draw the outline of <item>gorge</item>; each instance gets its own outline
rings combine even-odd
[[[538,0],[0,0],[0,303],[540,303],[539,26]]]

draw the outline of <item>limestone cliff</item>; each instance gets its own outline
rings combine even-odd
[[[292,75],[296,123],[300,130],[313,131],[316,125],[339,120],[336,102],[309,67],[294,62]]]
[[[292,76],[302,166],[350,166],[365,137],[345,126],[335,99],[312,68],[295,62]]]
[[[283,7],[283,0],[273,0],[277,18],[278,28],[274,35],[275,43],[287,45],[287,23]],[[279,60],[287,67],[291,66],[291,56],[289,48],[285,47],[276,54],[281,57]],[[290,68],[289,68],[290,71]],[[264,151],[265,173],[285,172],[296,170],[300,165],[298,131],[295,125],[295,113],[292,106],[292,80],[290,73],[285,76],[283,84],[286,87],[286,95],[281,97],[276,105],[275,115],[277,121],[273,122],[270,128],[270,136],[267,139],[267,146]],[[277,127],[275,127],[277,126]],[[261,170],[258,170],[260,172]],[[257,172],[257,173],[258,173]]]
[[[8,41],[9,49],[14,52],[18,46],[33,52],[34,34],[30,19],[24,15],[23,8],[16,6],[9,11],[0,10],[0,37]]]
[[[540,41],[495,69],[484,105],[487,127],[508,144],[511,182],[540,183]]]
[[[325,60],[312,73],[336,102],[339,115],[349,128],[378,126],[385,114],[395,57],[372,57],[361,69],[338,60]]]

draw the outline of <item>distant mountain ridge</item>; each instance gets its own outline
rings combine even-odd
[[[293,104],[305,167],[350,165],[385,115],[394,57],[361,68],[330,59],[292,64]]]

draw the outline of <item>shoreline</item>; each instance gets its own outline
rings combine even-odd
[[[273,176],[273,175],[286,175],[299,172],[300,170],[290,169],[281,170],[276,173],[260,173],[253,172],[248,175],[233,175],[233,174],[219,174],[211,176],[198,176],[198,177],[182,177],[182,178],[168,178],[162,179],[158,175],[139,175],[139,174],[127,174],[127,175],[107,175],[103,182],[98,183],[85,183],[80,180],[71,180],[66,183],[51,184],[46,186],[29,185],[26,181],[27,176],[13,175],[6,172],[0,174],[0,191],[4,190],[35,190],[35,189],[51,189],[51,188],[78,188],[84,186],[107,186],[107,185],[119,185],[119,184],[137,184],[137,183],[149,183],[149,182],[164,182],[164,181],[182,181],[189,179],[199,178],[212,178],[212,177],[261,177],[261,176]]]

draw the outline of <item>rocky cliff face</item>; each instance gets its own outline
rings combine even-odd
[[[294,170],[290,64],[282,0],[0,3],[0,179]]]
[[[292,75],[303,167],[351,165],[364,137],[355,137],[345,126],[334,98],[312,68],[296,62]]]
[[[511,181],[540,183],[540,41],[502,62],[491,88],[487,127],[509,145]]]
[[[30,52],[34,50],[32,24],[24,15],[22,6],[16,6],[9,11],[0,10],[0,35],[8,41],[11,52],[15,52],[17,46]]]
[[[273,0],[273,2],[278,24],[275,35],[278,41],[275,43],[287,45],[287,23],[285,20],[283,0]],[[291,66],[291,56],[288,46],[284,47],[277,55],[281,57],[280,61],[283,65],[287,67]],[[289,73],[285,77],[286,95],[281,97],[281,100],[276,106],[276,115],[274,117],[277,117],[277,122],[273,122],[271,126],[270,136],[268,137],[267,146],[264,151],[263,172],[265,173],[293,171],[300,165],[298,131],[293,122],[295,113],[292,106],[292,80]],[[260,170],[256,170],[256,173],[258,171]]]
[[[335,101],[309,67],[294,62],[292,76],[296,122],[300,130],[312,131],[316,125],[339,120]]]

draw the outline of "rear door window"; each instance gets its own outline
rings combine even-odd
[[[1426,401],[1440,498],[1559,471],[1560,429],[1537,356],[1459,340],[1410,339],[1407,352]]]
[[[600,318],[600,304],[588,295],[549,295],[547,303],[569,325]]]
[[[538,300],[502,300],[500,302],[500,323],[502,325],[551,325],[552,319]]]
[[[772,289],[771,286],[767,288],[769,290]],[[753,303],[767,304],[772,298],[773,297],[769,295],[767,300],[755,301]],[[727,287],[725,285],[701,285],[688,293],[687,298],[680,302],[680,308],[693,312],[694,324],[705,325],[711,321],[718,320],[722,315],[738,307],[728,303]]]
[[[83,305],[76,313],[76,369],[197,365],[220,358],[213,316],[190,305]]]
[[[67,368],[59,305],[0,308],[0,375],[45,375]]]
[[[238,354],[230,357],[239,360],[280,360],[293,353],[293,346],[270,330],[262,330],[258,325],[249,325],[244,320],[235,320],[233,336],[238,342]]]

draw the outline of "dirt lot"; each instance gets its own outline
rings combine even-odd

::::::::::

TASK GOAL:
Every entry, from first to last, is to be reproduced exactly.

SOLUTION FOR THIS PROBLEM:
draw the outline of <item>gorge</item>; each instance gets its own outline
rings combine even-odd
[[[538,0],[0,0],[0,303],[540,303],[539,26]]]

draw the outline of <item>limestone cliff</item>; each instance gets its own outline
rings combine even-odd
[[[292,75],[296,123],[300,130],[313,131],[316,125],[339,120],[336,102],[309,67],[294,62]]]
[[[292,76],[302,166],[350,166],[365,137],[345,126],[335,99],[312,68],[295,62]]]
[[[283,7],[283,0],[273,0],[277,18],[278,28],[274,35],[275,43],[287,45],[287,23]],[[279,60],[287,67],[291,66],[291,56],[289,48],[285,47],[276,54],[281,57]],[[290,68],[289,68],[290,71]],[[264,151],[265,173],[285,172],[296,170],[300,165],[298,131],[295,125],[295,113],[292,106],[292,80],[290,73],[285,76],[283,84],[286,87],[286,95],[281,97],[276,105],[275,115],[277,121],[273,122],[270,128],[270,136],[267,139],[267,146]],[[277,127],[275,127],[277,126]],[[261,170],[258,170],[260,172]],[[257,172],[257,173],[258,173]]]
[[[8,41],[9,49],[14,52],[18,46],[33,52],[34,34],[30,19],[24,15],[23,8],[16,6],[9,11],[0,10],[0,37]]]
[[[540,41],[495,69],[484,105],[487,127],[508,144],[511,182],[540,183]]]
[[[325,60],[312,73],[336,102],[339,115],[349,128],[378,126],[385,114],[395,57],[372,57],[361,69],[338,60]]]

draw the outline of <item>distant mountain ridge</item>; each instance gets its own outline
rings combine even-odd
[[[293,104],[305,167],[350,165],[385,115],[394,57],[361,68],[330,59],[292,64]]]

draw the outline of <item>shoreline</item>; each instance gets its own outline
rings combine even-odd
[[[273,176],[273,175],[286,175],[299,172],[300,170],[290,169],[281,170],[276,173],[260,173],[253,172],[248,175],[233,175],[233,174],[219,174],[211,176],[198,176],[198,177],[182,177],[182,178],[168,178],[162,179],[158,175],[139,175],[139,174],[127,174],[127,175],[107,175],[103,182],[98,183],[85,183],[80,180],[71,180],[66,183],[51,184],[46,186],[29,185],[26,181],[27,176],[13,175],[6,172],[0,174],[0,191],[4,190],[35,190],[35,189],[51,189],[51,188],[78,188],[84,186],[107,186],[107,185],[119,185],[119,184],[137,184],[137,183],[149,183],[149,182],[164,182],[164,181],[182,181],[189,179],[199,178],[212,178],[212,177],[261,177],[261,176]]]

draw the outline of <item>rocky cliff face</item>; each instance gets its own outline
rings combine even-odd
[[[294,170],[290,64],[282,0],[0,3],[0,179]]]
[[[292,75],[303,167],[351,165],[364,137],[355,137],[345,126],[334,98],[312,68],[296,62]]]
[[[511,181],[540,183],[540,41],[502,62],[491,88],[487,127],[509,145]]]
[[[30,52],[34,50],[32,24],[24,15],[22,6],[16,6],[9,11],[0,10],[0,35],[8,41],[11,52],[15,52],[17,46]]]
[[[273,0],[273,2],[278,24],[275,35],[278,41],[275,43],[287,45],[287,23],[285,20],[283,0]],[[291,66],[291,56],[288,46],[284,47],[277,55],[281,57],[280,61],[283,65],[287,67]],[[289,73],[285,77],[286,95],[281,97],[281,100],[276,106],[276,115],[274,117],[277,117],[277,122],[273,122],[271,126],[270,136],[268,137],[267,146],[264,151],[263,172],[265,173],[293,171],[300,165],[298,131],[293,122],[295,113],[292,106],[292,80]],[[260,170],[256,170],[256,173],[258,171]]]
[[[335,101],[309,67],[294,62],[292,76],[296,122],[300,130],[312,131],[316,125],[339,120]]]

draw the outline of "rear door window"; each instance gets its own outline
rings combine even-odd
[[[1426,401],[1440,498],[1559,471],[1560,429],[1537,356],[1459,340],[1410,339],[1407,352]]]
[[[600,318],[600,304],[588,295],[549,295],[547,303],[569,325]]]
[[[538,300],[502,300],[500,302],[500,323],[502,325],[551,325],[552,319]]]
[[[772,289],[771,286],[767,288],[769,290]],[[753,303],[767,304],[772,298],[773,297],[769,295],[767,300],[755,301]],[[727,287],[725,285],[701,285],[688,293],[687,298],[680,302],[680,308],[693,312],[694,324],[705,325],[711,321],[718,320],[722,315],[738,307],[728,303]]]
[[[83,305],[76,313],[76,369],[197,365],[220,358],[213,316],[190,305]]]
[[[67,368],[59,305],[0,308],[0,375],[45,375]]]
[[[238,354],[230,357],[239,360],[280,360],[293,353],[293,346],[270,330],[262,330],[258,325],[249,325],[244,320],[235,320],[233,336],[238,342]]]

draw the outline of "dirt lot"; each instance gets its own outline
rings combine even-odd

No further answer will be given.